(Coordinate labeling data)

━━━━━━━━━━━━━━━━━━━━━━━━━━━━━━

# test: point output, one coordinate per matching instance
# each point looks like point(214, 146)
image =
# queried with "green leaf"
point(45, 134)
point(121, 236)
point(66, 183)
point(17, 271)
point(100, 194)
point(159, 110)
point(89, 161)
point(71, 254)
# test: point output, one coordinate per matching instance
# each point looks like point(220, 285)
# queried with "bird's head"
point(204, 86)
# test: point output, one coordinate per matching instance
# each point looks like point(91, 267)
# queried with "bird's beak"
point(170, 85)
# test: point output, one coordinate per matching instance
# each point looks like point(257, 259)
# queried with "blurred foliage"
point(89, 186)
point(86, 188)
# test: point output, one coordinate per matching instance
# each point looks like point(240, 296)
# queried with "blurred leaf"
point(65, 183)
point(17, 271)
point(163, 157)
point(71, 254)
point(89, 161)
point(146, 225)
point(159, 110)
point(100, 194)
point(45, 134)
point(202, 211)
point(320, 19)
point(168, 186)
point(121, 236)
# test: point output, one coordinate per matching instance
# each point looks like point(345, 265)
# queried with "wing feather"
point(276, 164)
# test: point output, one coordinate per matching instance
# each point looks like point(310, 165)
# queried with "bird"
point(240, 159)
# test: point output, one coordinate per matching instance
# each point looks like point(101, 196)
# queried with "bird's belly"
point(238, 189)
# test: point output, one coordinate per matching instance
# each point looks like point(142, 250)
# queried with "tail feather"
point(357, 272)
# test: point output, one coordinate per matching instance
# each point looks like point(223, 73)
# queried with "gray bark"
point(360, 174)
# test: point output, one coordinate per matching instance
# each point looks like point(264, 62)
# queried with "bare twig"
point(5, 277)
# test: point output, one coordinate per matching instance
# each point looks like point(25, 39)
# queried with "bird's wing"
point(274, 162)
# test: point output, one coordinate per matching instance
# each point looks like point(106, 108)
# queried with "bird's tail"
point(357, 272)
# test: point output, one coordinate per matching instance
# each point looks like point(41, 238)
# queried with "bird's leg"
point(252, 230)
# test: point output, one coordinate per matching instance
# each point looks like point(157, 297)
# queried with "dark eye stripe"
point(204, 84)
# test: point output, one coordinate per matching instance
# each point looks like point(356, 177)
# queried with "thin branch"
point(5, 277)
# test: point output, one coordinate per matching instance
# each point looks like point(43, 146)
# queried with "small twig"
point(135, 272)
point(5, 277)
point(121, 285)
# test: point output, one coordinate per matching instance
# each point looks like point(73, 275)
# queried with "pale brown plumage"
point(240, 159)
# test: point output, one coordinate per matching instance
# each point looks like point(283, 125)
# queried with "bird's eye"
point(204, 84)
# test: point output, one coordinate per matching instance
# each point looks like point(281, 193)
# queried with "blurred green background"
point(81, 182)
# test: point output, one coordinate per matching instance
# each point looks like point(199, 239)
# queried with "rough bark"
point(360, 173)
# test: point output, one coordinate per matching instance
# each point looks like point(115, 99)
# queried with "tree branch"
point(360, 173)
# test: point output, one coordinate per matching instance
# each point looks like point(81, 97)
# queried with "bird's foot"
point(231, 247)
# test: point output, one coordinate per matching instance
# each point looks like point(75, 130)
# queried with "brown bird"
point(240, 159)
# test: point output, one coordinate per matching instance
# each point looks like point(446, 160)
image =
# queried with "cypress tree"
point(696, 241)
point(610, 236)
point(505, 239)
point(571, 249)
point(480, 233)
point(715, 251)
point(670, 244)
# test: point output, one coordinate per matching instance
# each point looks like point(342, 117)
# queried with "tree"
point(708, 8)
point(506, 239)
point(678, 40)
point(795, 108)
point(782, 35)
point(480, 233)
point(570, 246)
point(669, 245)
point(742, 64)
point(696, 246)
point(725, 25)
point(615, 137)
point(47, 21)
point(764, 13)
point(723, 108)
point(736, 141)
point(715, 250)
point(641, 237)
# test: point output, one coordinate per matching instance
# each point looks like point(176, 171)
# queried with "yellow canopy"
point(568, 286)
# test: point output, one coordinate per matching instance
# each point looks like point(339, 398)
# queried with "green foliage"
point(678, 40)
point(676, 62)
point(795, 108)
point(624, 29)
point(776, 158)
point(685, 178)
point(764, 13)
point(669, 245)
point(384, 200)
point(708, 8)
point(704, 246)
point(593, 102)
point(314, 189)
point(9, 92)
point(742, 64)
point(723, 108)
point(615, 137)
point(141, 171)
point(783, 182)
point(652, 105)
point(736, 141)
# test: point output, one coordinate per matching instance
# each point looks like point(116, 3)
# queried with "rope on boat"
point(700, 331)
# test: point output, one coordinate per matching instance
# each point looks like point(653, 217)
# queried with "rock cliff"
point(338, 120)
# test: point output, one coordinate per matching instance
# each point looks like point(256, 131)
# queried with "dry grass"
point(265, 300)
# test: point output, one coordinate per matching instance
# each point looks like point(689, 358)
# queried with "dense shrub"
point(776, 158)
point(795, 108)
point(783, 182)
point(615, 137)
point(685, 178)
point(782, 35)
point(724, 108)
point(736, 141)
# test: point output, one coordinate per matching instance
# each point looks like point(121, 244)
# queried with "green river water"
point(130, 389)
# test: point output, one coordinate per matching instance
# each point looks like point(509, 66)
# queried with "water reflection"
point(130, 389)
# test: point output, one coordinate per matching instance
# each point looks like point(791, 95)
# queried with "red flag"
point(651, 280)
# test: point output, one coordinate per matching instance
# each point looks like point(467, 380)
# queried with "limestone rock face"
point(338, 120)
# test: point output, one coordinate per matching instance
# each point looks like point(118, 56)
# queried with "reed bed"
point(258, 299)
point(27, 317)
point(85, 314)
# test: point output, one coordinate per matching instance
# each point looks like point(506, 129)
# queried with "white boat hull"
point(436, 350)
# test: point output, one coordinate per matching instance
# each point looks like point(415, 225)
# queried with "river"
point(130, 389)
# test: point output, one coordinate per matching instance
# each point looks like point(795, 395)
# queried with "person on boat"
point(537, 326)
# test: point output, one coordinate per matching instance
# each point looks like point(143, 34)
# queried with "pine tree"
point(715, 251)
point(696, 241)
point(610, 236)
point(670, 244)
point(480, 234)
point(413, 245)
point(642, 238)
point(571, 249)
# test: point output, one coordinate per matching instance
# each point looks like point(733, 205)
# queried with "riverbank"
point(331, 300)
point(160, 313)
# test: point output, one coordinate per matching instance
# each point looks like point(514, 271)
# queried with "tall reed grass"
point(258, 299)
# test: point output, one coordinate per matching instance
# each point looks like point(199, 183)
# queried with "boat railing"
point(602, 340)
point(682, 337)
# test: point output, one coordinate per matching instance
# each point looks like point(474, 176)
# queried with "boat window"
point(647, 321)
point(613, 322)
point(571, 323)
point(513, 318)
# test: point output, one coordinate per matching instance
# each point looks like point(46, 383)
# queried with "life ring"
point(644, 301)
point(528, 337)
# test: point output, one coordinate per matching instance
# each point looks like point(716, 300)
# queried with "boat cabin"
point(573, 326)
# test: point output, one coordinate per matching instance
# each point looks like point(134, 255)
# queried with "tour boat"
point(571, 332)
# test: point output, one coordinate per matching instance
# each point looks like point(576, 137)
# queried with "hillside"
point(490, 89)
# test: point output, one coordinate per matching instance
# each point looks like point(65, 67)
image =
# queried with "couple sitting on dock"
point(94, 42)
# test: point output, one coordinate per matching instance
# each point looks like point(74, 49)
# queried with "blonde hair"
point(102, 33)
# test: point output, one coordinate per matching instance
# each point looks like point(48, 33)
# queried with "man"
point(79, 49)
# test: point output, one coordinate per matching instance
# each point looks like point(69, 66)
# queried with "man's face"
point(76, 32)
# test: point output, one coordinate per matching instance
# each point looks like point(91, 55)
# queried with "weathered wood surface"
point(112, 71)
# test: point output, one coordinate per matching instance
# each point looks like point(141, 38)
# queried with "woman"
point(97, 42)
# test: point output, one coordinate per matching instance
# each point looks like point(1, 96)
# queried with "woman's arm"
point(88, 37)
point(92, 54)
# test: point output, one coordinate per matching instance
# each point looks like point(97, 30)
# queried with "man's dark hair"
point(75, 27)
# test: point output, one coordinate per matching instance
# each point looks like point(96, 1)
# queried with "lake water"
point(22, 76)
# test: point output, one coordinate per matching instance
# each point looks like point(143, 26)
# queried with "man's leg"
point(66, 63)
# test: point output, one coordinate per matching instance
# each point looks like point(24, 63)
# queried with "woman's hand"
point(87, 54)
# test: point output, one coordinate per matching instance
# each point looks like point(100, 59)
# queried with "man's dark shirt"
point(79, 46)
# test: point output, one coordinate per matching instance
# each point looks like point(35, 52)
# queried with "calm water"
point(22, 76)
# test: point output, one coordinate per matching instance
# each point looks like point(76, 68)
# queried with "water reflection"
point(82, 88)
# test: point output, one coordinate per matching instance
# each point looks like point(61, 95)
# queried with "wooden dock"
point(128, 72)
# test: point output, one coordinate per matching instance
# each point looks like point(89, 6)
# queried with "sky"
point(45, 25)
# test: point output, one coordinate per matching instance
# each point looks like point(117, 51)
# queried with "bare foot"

━━━━━━━━━━━━━━━━━━━━━━━━━━━━━━

## YOUR OBJECTIVE
Find every line in the entries above that contains the word "water" and copy each one. Case counts.

## THE REPLY
# queried with "green river water"
# queried with "water reflection"
# queried with "lake water"
# queried with "calm water"
# queried with "water reflection"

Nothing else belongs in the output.